** START Entries **

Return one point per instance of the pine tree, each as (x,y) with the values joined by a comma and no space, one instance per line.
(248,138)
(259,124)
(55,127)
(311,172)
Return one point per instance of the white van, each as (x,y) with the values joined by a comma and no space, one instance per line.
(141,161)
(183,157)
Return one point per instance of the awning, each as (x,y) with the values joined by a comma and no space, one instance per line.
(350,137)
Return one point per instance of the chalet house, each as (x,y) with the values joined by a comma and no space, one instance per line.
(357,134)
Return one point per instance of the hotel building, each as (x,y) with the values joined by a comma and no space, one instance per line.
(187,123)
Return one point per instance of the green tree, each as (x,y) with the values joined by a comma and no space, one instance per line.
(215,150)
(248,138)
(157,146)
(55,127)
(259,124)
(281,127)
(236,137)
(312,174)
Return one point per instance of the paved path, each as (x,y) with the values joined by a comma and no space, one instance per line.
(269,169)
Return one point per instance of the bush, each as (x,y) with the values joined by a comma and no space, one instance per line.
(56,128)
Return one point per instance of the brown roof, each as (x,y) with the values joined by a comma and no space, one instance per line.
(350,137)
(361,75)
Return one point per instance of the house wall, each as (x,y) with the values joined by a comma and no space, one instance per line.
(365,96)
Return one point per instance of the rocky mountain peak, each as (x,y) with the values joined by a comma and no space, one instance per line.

** END Entries **

Lines from the one containing "Return one point per instance of the paved" through the final line are to be given again verbatim, with nothing before or after.

▸ **Exercise result**
Return one point per instance of the paved path, each as (x,y) with the values joined by a comma and no space, one instance per line.
(269,169)
Return one point per instance of the bush, each as (x,y) with the values joined by a comma and no space, one instance per line.
(56,128)
Return one point per instance of the brown roof, each as (x,y) with the values joined by a comma and no space, one instance per line.
(350,137)
(361,75)
Return one point per instance of the house wall, each as (x,y) with the values joined by a comma and no space, one instance per line.
(365,96)
Return one point per instance of the rocky mountain peak, each as (x,y) with the values joined by a comma and no space, one instance per line.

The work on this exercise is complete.